**Exercise instructions**
Write the next part of the passage on railroad employee safety below, starting right after its final sentence.

Safety is a primary focus.
And by and large, FRA officials say railroads are doing a good job of keeping it a top priority.
“They’re on the ground constantly. They’re out on their railroad, talking to their people,” says FRA Deputy Associate Administrator for Safety Compliance and Program Implementation Michael Logue.
For evidence, review recent FRA safety data. There were 1,385 deaths or injuries to employees on duty through April 2010 compared with 1,438 deaths or injuries during the same 2009 period, according to an agency report. That’s a 3.7 percent reduction.
“They’re doing about all they can eke out,” says Logue.
But there’s still one Holy Grail that remains elusive: zero fatalities and zero injuries.
The railroads have made remarkable strides, says FRA Associate Administrator for Regulatory and Legislative Operations Bob Lauby. But there’s still plenty of work to do as they proceed down the “zero” path.
“Any accident where we have an employee injured or killed means there’s more work to be done,” Lauby says.
Railroad execs know this, as well. Incremental safety improvement tops their respective to-do lists. To get there, they’re fine-tuning programs that have inched them closer to the zero-zero goal and implementing new initiatives to get even closer.

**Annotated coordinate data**
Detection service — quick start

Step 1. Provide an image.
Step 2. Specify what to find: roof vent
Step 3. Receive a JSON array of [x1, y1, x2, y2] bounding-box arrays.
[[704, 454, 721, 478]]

**Expected answer**
Whatever the program or initiative, communication is the cornerstone of an effective safety program.
“Improved communication that revolves around safety is a key element of any safety culture improvement process,” says David Sarkus, president and founder of David Sarkus International, a consulting firm that helps organizations “bridge the human performance gap in safety.” Sarkus’ clients have included RailAmerica Inc., which owns 40 regionals and short lines.
To better communicate, employees need to talk to each other. They also need to work together more cooperatively.
“You can’t be a lone ranger,” says Union Pacific Railroad Vice President of Safety, Security and Environment Bob Grimalia. “You can’t be in isolation of all those around you. It’s a team sport, in many ways.”
To facilitate “team,” UP employs initiatives aimed at improving communication and creating a “total safety culture,” which Grimalia characterizes as “actively caring” for other employees and looking out for their well being, as well as your own.
Each day, UP employees discuss the tasks at hand — perhaps repairing a broken rail — and ask each other: “What could potentially go wrong?” Grimalia says they’re words you have to ask.
“It’s more than just conversation, it spurs thought,” he says.
Figuring out how to get employees to think/talk about safety in not-so-nebulous terms is a common theme among rail safety leaders. For BNSF Railway Co.’s “largely self-supervised workforce” making safety real is a necessity, says VP of Safety and Operations Support Mark Schulze.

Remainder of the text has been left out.